═════ INFORMATION SHOWN ═════

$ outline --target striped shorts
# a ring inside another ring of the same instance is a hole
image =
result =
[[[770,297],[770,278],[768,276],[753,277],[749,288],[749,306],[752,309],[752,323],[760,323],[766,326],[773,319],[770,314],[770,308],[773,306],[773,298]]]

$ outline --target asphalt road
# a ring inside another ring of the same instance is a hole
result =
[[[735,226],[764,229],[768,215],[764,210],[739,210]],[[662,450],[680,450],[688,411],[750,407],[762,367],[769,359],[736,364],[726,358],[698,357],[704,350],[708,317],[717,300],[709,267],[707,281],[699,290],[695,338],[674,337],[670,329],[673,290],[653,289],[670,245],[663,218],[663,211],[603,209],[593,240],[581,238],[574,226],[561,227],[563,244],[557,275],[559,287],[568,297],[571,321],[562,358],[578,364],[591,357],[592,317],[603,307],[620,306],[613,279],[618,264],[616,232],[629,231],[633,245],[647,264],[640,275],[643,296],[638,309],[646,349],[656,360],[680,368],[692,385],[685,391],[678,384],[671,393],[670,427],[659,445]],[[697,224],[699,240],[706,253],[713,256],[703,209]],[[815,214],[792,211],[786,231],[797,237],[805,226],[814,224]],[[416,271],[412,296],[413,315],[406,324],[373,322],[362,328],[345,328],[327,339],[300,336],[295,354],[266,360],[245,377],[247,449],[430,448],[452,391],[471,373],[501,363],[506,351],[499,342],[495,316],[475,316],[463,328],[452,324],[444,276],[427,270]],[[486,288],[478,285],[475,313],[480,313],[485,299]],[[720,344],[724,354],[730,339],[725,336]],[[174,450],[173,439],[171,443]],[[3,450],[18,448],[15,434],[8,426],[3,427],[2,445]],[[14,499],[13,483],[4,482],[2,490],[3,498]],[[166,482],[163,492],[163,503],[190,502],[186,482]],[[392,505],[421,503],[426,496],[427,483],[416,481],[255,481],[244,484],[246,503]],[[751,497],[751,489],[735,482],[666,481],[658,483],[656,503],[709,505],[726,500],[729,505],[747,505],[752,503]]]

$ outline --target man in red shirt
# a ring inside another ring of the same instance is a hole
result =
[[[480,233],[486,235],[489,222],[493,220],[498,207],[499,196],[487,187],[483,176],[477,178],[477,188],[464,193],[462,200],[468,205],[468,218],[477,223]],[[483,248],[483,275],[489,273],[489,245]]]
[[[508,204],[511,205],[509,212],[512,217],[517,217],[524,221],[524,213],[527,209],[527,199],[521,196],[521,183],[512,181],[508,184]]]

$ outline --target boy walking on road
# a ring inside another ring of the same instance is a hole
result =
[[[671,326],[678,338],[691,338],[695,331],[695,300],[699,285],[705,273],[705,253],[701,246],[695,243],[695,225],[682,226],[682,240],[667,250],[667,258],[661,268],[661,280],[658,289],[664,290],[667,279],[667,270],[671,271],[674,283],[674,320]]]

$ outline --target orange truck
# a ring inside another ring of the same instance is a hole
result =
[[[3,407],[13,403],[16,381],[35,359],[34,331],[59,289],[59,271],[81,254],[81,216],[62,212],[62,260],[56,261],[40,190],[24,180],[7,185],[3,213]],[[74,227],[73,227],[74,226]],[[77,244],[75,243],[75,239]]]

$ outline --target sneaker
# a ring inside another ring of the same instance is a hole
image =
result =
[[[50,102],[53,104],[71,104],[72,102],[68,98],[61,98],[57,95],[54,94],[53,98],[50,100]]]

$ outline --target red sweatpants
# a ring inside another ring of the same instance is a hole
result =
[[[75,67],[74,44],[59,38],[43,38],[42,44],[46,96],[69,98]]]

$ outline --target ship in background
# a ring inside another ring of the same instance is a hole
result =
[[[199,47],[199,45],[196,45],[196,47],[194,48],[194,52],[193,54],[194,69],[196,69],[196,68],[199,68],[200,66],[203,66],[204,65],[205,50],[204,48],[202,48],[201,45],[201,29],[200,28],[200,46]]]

═════

PROBLEM DESCRIPTION: Can you write out, character for character, every line from the one containing "--target orange truck" up to and including the last line of the rows?

OUTPUT FOR THIS TASK:
$ outline --target orange truck
# a ring inside another ring of the same instance is a hole
result =
[[[3,407],[13,403],[16,381],[35,359],[34,331],[59,289],[59,271],[81,254],[81,216],[62,212],[62,260],[56,261],[40,190],[24,180],[7,185],[3,213]],[[74,227],[73,227],[74,226]],[[77,244],[75,243],[75,239]]]

$ outline --target sneaker
# a ring inside another ring of the same instance is a hole
image =
result =
[[[50,102],[53,104],[71,104],[72,102],[68,98],[61,98],[57,95],[54,94],[53,98],[50,100]]]

$ outline --target red sweatpants
# a ring inside another ring of the same instance is a hole
result =
[[[75,67],[74,44],[59,38],[43,38],[42,44],[46,96],[69,98]]]

$ outline --target ship in background
# a ring inside another ring of the same instance is a hole
result =
[[[199,47],[199,45],[196,45],[196,47],[194,48],[194,52],[193,54],[194,69],[196,69],[196,68],[199,68],[200,66],[203,66],[204,65],[205,50],[204,48],[202,48],[201,45],[201,29],[200,28],[200,46]]]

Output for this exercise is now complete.